In the listing that follows, give every line again exactly and omit the pictures.

++++ Provided data

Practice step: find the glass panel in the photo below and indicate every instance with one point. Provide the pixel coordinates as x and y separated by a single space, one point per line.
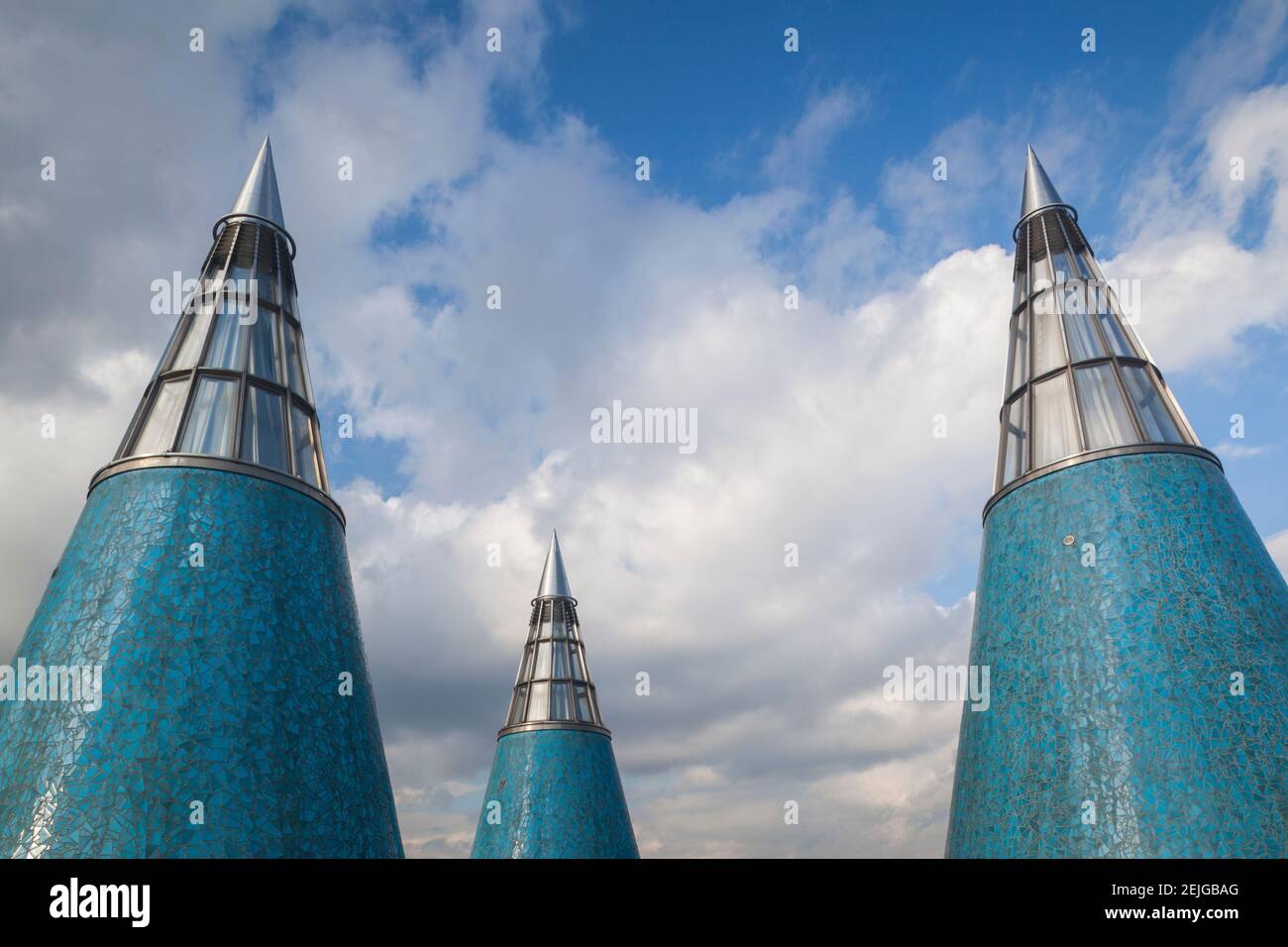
159 432
307 463
228 343
542 660
516 706
1064 268
537 705
1016 460
197 324
263 347
1109 322
1055 432
1019 352
296 364
1081 262
584 705
561 668
265 429
244 256
1047 346
559 709
1083 341
1039 274
1154 416
213 419
1104 411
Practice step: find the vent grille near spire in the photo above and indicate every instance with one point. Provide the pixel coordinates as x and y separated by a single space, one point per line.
232 388
553 688
1078 380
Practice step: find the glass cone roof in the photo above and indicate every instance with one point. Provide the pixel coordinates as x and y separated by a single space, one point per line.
1078 380
553 688
233 381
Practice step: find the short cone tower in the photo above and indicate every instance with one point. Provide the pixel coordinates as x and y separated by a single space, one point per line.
1133 625
207 582
554 791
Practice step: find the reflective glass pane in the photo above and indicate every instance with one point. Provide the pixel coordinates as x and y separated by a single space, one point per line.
1017 442
559 703
1055 431
265 429
539 702
228 342
1083 341
189 351
266 273
520 694
1089 264
542 669
263 347
1019 352
1104 412
213 419
1109 324
1154 416
584 705
308 463
1081 262
296 364
1064 268
1047 346
162 421
1039 274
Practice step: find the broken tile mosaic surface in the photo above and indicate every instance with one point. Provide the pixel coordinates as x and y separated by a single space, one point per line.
1112 684
220 684
559 796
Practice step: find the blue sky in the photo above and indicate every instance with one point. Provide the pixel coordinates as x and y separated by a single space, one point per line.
768 169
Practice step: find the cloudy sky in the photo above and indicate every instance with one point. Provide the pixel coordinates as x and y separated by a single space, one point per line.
516 169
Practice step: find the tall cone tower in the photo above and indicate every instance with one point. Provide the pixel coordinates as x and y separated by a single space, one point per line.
1134 626
207 583
554 791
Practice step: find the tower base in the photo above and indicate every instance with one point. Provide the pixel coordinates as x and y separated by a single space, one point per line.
1138 685
224 729
554 793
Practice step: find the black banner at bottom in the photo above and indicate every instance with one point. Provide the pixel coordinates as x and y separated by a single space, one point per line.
206 896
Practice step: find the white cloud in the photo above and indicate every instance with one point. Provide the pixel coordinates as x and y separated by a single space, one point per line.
815 424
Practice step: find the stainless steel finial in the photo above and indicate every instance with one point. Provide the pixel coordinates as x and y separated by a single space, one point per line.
259 196
1038 189
554 579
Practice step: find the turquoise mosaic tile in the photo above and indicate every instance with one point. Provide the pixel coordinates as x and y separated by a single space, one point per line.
1113 729
559 796
220 684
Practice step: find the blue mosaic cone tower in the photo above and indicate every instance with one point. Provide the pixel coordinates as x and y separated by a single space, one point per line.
207 579
1134 626
554 791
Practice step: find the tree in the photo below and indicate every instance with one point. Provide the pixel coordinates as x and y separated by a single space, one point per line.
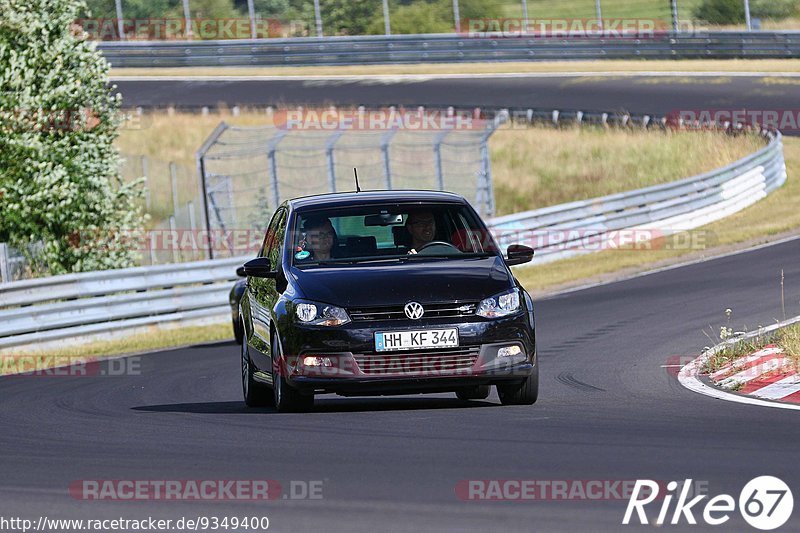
59 169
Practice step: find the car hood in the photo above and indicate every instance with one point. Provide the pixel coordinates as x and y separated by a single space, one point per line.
376 284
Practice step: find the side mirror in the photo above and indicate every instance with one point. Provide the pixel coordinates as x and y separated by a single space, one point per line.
258 268
519 254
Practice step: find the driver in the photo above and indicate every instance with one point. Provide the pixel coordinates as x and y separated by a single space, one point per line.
421 226
321 238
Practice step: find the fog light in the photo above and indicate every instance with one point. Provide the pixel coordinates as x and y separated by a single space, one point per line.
317 361
509 351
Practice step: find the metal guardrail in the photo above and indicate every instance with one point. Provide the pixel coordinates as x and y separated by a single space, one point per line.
74 305
440 48
662 209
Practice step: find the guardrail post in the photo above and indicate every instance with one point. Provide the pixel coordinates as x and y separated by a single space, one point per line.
5 277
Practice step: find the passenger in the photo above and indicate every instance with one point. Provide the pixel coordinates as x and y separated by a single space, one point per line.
320 240
421 225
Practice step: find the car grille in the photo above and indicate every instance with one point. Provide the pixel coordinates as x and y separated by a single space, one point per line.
396 312
443 361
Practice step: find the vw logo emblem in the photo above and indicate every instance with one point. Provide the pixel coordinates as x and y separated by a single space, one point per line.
414 310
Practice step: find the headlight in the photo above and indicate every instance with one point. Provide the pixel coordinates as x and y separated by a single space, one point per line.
321 314
503 304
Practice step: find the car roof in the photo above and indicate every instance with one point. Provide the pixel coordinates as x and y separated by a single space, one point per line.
351 199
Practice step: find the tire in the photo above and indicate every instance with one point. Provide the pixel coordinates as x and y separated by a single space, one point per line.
238 334
255 394
525 392
480 392
287 399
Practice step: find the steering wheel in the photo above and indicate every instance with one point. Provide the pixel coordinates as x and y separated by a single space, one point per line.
438 243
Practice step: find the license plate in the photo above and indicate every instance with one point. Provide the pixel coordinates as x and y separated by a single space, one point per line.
422 339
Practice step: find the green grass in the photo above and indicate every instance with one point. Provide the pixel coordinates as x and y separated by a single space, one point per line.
787 338
542 166
775 216
532 167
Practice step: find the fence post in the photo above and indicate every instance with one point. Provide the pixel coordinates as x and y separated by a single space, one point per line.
747 15
173 176
187 17
386 139
120 21
331 164
525 16
437 154
251 10
5 277
143 162
599 14
674 5
201 171
387 25
192 224
273 166
173 232
318 18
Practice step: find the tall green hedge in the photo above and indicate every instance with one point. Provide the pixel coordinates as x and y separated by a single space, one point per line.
59 170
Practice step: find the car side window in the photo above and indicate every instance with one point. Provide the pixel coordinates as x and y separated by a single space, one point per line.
269 238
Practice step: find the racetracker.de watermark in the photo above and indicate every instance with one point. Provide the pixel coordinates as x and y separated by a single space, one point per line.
544 241
384 119
556 489
195 489
577 28
784 120
43 365
172 29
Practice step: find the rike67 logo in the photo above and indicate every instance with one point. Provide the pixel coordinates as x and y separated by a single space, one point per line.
765 503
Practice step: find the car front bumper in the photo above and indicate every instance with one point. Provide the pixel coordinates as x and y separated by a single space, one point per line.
344 360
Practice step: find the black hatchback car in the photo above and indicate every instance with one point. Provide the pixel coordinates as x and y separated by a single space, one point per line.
385 292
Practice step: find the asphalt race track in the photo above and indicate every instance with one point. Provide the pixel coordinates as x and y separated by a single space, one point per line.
607 411
635 94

++++++++

▶ Solved problem:
Practice step: find the glass panel in the photo below and indicate every instance with one point. Provide the pixel coordinates as x and y separated by a single space, one point per line.
159 432
307 463
228 343
542 660
516 706
1064 268
537 705
1016 460
197 324
263 347
1109 322
1055 432
1019 352
296 364
1081 262
584 705
561 668
265 429
244 256
1047 346
559 709
1083 341
1039 274
1154 416
213 419
1104 411
Practice step: find the vent grille near spire in the photo above and indicate every instance with one point. Provide the pixel coordinates as x and y separated by a single space, one point per line.
232 388
553 688
1078 380
Practice step: find the glass cone roof in the photo above and indicate every instance with one point. Provide the pixel coordinates as x and y separated by a single space, one point per line.
1078 380
553 688
233 381
Practice step: find the short cone tower in the photo above and indicate every instance with one point. Provide the pixel coordinates as x and y separated by a single space, one point per line.
1133 625
207 582
554 791
Practice step: find the reflective glass pane in the photo above and indicate every instance with one point. Provide the pixel coordinates as x and y separated by a single space, one point per line.
1017 442
559 703
1055 431
265 429
539 702
228 342
1083 341
189 351
266 273
520 694
1089 264
542 669
263 347
1019 352
1104 412
213 419
1109 324
1154 416
584 705
308 463
1081 262
296 364
1064 268
1047 346
162 421
1039 274
Practice step: find the broken tile mosaic surface in the photo above and indicate every instance with one point. Provide the pixel coordinates as x and y separated by a single space, one point per line.
1112 684
220 684
559 796
Practice step: find the blue sky in the photo above and indicate every instance with one point. Provide the pixel coordinates as x and y separated by a single space, one point per line.
768 169
Practice step: find the cloudy sky in the photo above and indicate every instance with one point. Provide the pixel coordinates as x and y separated by a single space, one point per line.
516 169
Practice step: find the tall cone tower in the photo above and indicate every instance with one point. Provide the pixel coordinates as x and y separated by a single space, one point per line.
1134 626
207 583
554 791
Practice step: find the tower base in the photo above and indicate every instance with one point. Provide the pixel coordinates as x and y separated by a single space, one point per line.
1138 685
224 729
554 793
Practice step: find the black banner at bottom in the photo above and indicate every instance with one point. Provide the pixel coordinates as x and y separated by a single space, one point per line.
206 896
Practice step: find the white cloud in the photo above and indicate every instance with one point. Provide the pixel coordinates as x and y separated by a single space, one point per line.
815 424
Practice step: find the stainless steel finial in the photo above and indicate every instance with one point. Provide the pixel coordinates as x and y separated by a single space, one point per line.
259 196
1038 189
554 579
Practice step: find the turquoise mosaic tile in the photo above and indicate every instance with one point. Provide the pixel coordinates as x and y separated by a single space, one point per line.
1113 729
559 796
220 684
Practice step: find the blue mosaic cone tower in the photo above and indicate every instance with one point. Provide the pixel coordinates as x and y separated by a single space, one point per line.
207 579
1134 626
554 791
Practice step: find the tree in the photo below and indicate every instance with one point. Provide the pixel coordinates as x and y separated by a single space, one point per line.
59 169
Practice step: find the car hood in the photo above and indicate every instance with one point. Provide the pixel coordinates as x and y separated by a single space, one point per line.
376 284
Practice step: find the side mirror in the photo above and indicate every instance with one point. Provide the pixel coordinates as x and y separated by a single space, one point per line.
258 268
519 254
Practice step: find the driver in the photo above and indicate every instance with one point. Provide the pixel coordinates as x and y separated by a single space, one point per line.
421 226
321 238
Practice step: find the fog light in the photo above and indicate every instance with one point. Provide the pixel coordinates as x and y separated by a single space, one point per line.
317 361
509 351
Practice step: find the metal guardrail in the photo above and indicate every instance with one point. Provide the pixel coordinates as x and y separated by a single space, one point per line.
74 305
440 48
662 209
Practice step: find the guardrail post in the photo above and indicate every instance with one point. Provide the pixel coordinates as x and y separated by a single space, one point per line.
5 277
Practice step: find the passenger in the photo above and indicate every instance with one point. Provide the pixel coordinates as x and y separated by a single space, one point per line.
320 240
421 225
Practice step: find the car grille in the photo above and indicate every instance with one point. Provide the pixel coordinates as x and y separated by a single space, one point per line.
396 312
443 361
Practice step: find the vw logo emblem in the photo above and indicate every instance with one point. Provide the pixel coordinates as x and y separated by a single space, one point per line.
414 310
Practice step: find the headlight in the photo above and indicate every instance with one point. Provide the pixel coordinates as x and y separated by a single space, one point per line.
321 314
503 304
Practice step: find the car roof in the photo above and indicate every instance with one point. Provide the pixel coordinates as x and y separated by a single space, one point per line.
351 199
Practice step: find the tire in the photo above and indicate every instance with one point. Provide the pixel coordinates as x and y separated by a single space, one point per line.
238 334
255 394
525 392
480 392
287 399
Practice step: find the steering wheel in the photo above and indicate every instance with one point. Provide the pixel coordinates as x and y separated by a single space, one point per line.
438 243
Practice step: find the license plate in the photo above and indicate every instance with one point. Provide the pixel coordinates as x and y separated by a single space, one point per line.
422 339
Practice step: find the green grass in the photo above and indicate every instance with one point. Provide the pixel coordinates as x and y separated by a single space, one point per line.
787 338
542 166
775 216
532 167
Practice step: find the fence post in the photo above and indicate every instance with one point. Provide the pixel coordinates as x and y separated by a single space, one point per line.
747 15
173 176
187 17
386 139
120 21
331 164
525 16
437 154
251 10
5 277
143 162
599 14
674 5
201 171
387 25
192 224
273 166
173 232
318 18
Practice step: find the tall green hedge in the photo above and indicate every instance with one point. Provide the pixel coordinates as x and y separated by a single space, one point per line.
59 170
Practice step: find the car side window in the photo above and indicate every instance with one point. Provide the pixel coordinates as x and y separated by a single space, one point per line.
269 238
Practice step: find the racetracker.de watermark in the photo above and indicate every instance with one point. Provide the pixel coordinates as x and y separated by a single space, one point per line.
544 241
384 119
556 489
195 489
577 28
784 120
43 365
172 29
Practice step: find the rike67 logo in the photo above and indicate every instance with one point. Provide the pixel coordinates as x and y separated by a single space, one point per line.
765 503
Practice step: find the car front bumper in the photo above and indicate every instance with one point. Provide the pixel coordinates as x and y separated by a single space, one point per line.
344 360
Practice step: find the black hatchback car in the photo above and indicate every instance with one point. Provide the pixel coordinates as x and y separated by a single space, one point per line.
385 292
Practice step: find the asphalt race track in the photo above and indicate every instance with one point. Provide the pixel coordinates as x and y separated by a single space, one point per line.
607 411
635 94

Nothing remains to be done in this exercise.